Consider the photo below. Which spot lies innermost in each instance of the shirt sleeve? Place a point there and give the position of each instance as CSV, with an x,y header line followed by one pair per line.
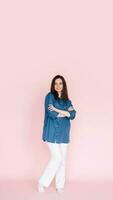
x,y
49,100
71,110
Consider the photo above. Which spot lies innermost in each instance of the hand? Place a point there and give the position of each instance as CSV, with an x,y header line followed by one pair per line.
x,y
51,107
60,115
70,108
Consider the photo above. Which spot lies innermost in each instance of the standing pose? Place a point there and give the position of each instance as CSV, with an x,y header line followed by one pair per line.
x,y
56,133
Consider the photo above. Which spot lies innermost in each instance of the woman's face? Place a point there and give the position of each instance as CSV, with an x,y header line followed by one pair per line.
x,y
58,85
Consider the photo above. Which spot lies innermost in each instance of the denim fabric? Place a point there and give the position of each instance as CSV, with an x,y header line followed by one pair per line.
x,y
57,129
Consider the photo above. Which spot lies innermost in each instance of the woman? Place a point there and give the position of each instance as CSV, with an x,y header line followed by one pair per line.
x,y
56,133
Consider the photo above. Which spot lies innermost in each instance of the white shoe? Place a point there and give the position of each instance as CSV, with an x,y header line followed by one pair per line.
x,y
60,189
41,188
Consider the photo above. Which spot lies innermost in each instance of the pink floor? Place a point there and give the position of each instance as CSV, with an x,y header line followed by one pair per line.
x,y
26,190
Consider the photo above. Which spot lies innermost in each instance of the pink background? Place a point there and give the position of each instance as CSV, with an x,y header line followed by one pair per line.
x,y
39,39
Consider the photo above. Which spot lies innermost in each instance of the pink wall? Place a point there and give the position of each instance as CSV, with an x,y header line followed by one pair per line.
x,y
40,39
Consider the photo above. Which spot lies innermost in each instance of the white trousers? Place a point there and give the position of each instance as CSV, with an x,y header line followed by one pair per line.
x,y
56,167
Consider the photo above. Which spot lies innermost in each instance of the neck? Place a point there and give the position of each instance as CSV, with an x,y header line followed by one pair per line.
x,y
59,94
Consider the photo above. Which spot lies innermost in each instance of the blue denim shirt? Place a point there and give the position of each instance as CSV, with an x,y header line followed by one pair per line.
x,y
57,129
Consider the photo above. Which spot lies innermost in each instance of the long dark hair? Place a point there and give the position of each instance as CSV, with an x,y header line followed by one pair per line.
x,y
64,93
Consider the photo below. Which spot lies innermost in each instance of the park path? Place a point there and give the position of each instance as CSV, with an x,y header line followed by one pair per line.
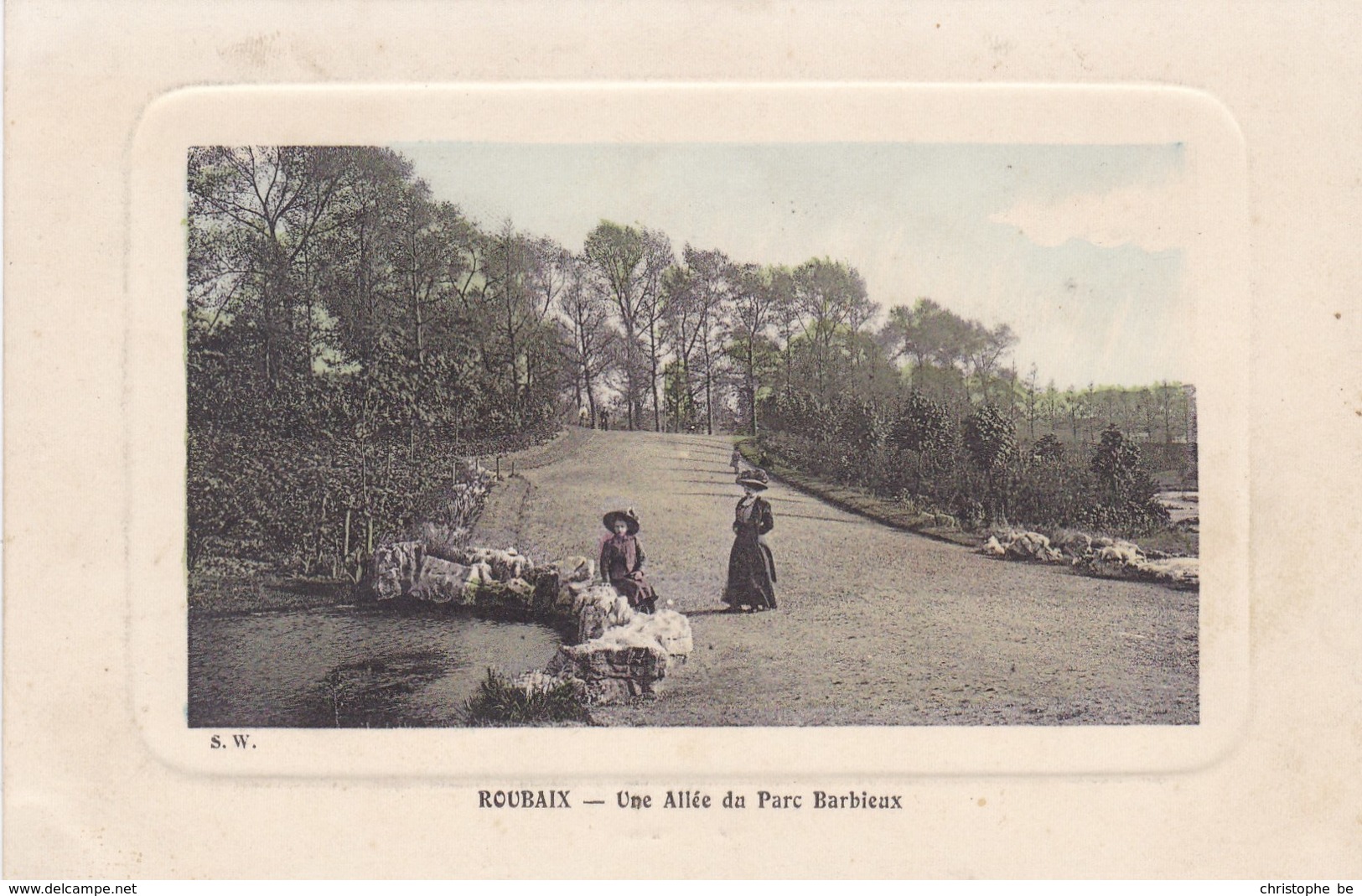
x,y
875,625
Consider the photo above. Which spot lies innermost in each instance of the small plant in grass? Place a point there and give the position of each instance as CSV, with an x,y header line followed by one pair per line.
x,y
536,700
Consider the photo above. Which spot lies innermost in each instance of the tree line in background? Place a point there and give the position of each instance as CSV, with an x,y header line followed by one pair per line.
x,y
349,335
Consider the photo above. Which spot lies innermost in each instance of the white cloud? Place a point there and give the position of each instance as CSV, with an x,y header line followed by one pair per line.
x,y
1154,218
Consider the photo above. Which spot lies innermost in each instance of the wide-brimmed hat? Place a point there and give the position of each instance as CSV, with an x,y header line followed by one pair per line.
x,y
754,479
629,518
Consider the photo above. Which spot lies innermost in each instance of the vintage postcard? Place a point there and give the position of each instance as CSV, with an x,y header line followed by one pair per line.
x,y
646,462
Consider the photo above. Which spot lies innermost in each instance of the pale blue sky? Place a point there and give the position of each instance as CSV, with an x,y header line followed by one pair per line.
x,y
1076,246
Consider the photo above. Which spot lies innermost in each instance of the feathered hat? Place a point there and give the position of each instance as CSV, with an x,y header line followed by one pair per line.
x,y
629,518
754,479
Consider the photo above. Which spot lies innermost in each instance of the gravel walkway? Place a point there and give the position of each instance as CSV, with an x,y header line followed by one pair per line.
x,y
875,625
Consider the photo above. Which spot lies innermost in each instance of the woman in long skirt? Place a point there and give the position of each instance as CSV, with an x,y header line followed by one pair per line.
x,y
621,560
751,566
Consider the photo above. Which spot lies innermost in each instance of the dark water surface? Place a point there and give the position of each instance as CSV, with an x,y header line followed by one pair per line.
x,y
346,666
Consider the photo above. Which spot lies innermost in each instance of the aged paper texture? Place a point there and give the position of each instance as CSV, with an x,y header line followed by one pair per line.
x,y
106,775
--
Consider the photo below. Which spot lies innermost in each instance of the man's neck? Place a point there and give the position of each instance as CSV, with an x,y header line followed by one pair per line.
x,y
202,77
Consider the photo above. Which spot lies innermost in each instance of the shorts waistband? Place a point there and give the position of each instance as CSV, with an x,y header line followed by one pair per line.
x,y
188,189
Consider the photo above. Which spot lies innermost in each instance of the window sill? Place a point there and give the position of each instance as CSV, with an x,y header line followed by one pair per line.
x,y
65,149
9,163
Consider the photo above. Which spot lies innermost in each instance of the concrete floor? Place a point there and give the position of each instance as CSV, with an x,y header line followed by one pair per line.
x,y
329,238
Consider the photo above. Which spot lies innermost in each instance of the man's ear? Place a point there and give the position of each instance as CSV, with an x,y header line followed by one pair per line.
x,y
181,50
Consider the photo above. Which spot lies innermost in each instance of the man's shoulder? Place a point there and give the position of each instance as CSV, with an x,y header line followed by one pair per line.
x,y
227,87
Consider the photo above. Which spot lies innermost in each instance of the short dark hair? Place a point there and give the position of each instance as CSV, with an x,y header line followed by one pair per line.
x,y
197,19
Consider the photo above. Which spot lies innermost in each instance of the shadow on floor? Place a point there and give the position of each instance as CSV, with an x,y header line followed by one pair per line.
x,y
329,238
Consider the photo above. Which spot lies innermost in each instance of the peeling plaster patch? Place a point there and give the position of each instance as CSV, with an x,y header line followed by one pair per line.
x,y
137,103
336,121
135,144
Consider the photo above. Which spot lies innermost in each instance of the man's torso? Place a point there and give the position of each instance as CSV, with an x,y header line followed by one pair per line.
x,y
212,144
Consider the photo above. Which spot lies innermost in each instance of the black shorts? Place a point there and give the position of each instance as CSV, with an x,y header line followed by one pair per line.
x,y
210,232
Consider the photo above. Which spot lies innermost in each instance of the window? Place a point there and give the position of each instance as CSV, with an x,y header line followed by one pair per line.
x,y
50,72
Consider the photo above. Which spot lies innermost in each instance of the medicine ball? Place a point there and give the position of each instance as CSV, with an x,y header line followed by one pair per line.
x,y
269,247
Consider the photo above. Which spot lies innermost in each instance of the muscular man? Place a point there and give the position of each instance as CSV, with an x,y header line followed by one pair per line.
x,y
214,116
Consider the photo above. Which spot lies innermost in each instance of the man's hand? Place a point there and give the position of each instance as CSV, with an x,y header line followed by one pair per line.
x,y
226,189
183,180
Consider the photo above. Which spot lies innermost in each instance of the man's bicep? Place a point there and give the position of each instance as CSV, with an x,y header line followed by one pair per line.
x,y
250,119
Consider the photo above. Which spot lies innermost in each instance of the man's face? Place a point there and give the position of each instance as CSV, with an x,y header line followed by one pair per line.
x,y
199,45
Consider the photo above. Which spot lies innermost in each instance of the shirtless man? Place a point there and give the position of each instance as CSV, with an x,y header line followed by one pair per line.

REQUIREMENT: Copy out only the lines of the records above from the one with "the man's bicep?" through the one with "of the shirtless", exactly as they stand, both included.

SOLUTION FOR THIS PROBLEM:
Consider the photo above. Which spot lies innermost in each instance of the man's bicep? Place a point there and give the position of each instance as CSV, with an x,y header line followed by one pair per line.
x,y
250,119
Consider the photo above. Which spot lies innermost in each instance of the man's face? Place a point there and give the position of each instance as CSV, with an x,y header line followed by one pair per line.
x,y
199,45
Consider the photo above. Which spot lies innermost in each instance of the shirtless man? Place a point there and give the position of each instance as CSV, with an x,y header line followed by one pair per line.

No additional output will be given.